>> begin Entries provided
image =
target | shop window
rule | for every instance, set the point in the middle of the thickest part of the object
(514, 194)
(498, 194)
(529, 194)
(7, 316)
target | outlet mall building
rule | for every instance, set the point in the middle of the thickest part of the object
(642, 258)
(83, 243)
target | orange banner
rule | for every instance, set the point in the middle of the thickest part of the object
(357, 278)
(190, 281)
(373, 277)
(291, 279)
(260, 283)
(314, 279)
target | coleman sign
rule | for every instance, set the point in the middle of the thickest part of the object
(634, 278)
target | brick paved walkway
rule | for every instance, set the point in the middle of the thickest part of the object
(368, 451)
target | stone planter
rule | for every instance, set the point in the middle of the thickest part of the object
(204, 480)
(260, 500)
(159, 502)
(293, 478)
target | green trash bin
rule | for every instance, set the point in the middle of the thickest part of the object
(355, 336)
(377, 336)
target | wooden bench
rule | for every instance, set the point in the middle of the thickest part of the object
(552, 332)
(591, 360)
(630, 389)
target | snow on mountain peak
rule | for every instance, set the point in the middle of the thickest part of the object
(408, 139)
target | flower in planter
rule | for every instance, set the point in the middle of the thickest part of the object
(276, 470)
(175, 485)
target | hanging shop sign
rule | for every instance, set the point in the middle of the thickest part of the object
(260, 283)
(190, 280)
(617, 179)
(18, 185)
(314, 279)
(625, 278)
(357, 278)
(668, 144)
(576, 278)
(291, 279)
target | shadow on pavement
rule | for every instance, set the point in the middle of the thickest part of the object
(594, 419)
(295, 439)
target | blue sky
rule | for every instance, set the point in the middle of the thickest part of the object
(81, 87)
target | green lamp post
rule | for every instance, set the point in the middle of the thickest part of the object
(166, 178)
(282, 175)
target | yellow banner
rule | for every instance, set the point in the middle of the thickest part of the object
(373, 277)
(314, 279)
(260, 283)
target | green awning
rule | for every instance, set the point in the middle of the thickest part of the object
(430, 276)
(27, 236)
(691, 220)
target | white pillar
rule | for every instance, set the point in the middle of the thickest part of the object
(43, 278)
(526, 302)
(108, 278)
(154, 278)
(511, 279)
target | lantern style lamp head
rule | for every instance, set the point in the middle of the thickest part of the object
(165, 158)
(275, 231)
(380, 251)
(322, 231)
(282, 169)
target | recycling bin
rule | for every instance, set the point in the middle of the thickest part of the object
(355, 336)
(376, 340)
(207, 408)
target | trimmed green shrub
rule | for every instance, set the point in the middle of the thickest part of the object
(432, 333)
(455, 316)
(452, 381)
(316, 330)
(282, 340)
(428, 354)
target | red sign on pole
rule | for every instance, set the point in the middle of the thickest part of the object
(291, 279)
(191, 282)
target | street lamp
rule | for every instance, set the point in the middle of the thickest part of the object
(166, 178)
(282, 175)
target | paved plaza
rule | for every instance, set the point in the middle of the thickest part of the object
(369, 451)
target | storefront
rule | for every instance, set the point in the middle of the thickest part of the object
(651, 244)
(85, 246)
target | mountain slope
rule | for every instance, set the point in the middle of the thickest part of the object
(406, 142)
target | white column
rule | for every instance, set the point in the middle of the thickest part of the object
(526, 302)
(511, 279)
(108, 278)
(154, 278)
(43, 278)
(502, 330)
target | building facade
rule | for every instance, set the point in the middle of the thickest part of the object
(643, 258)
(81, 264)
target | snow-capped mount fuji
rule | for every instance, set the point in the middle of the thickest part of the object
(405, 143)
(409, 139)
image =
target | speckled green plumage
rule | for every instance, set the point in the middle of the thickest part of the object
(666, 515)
>> end Entries provided
## What is expected
Extract all lines as given.

## Result of this exercise
image =
target | shop window
rule | for every instance, set the point in the middle of the thickest part of the object
(514, 194)
(498, 194)
(529, 194)
(7, 316)
target | outlet mall building
rule | for every instance, set the point in the middle of the thickest part of the object
(642, 258)
(83, 243)
target | orange banner
rule | for every instance, set the point in the middle of the thickest part of the object
(357, 278)
(190, 281)
(373, 277)
(291, 279)
(260, 283)
(314, 279)
target | coleman sign
rule | for every instance, set the point in the middle of the thickest part of the object
(634, 278)
target | brick paved walkway
rule | for every instance, set the point in the middle of the thickest part of the object
(368, 451)
target | stone planter
rule | for every instance, set the point in the middle of the thickest part of the object
(204, 480)
(260, 500)
(159, 502)
(293, 478)
target | green trash bin
rule | for every instance, set the point in the middle of the thickest part of the object
(355, 336)
(377, 336)
target | wooden bench
rule | for every instance, set the point in the middle of the thickest part of the object
(552, 332)
(591, 360)
(630, 389)
target | snow on mountain peak
rule | for every instance, set the point in the middle of the thickest part of the object
(408, 139)
target | flower in planter
rule | for every instance, set the point in the middle of the thickest part of the object
(276, 470)
(175, 485)
target | hanging shop sign
rule | for every instance, set the point in the middle of the thickest part of the object
(260, 283)
(190, 280)
(617, 179)
(18, 185)
(314, 279)
(625, 278)
(357, 278)
(668, 144)
(576, 278)
(291, 279)
target | shadow on pavement
rule | for every instance, set the point in the middle of the thickest part of the object
(594, 419)
(295, 439)
target | blue sky
rule | for every instance, set the point in the middle of the thickest part of the object
(81, 87)
target | green lamp post
rule | for every instance, set the point in the middle of the thickest part of the object
(166, 178)
(282, 175)
target | yellow banner
rule | for every instance, set the point in the middle of the thickest part of the object
(373, 277)
(314, 279)
(260, 283)
target | green awning
rule | for every instance, set the point in the middle of the thickest part of the object
(430, 276)
(27, 236)
(691, 220)
target | white pillar
rule | for every instance, set the point in the middle of the thickest part of the object
(43, 278)
(526, 302)
(108, 278)
(154, 278)
(511, 279)
target | lantern style lamp head
rule | for every instance, set the point in the middle of the thickest part of the object
(165, 158)
(275, 231)
(380, 251)
(322, 231)
(282, 169)
target | recycling bin
rule | for every instance, set the point in the middle of the thickest part of the object
(355, 336)
(376, 340)
(207, 408)
target | trimmed green shrub
rule | for every instance, set the point in the middle of the thickest part of the object
(432, 333)
(455, 316)
(452, 381)
(316, 330)
(282, 340)
(428, 354)
target | red sign on pole
rule | for every instance, set the point in the middle of the thickest part of the object
(291, 279)
(191, 282)
target | street lamp
rule | for every instance, set the point in the middle of the thickest part of the object
(166, 178)
(282, 175)
target | paved plaza
rule | for every instance, set the point in the middle of the thickest part of the object
(369, 451)
target | storefront
rule | for every instance, set the point in the middle of the thickest part of the object
(651, 244)
(85, 246)
target | mountain slope
rule | for every instance, set the point in the middle of the thickest part of the object
(406, 142)
target | white column
rule | for every instance, set the point in the middle of the thickest part of the object
(526, 302)
(511, 279)
(108, 278)
(154, 278)
(43, 278)
(502, 330)
target | building facade
rule | for every instance, set the point in the middle of the thickest part of the object
(643, 258)
(81, 264)
target | snow-capped mount fuji
rule | for every instance, set the point in the middle of the thickest part of the object
(405, 143)
(409, 139)
image =
target | speckled green plumage
rule | for every instance, set the point in the middle of the thickest part of the object
(666, 515)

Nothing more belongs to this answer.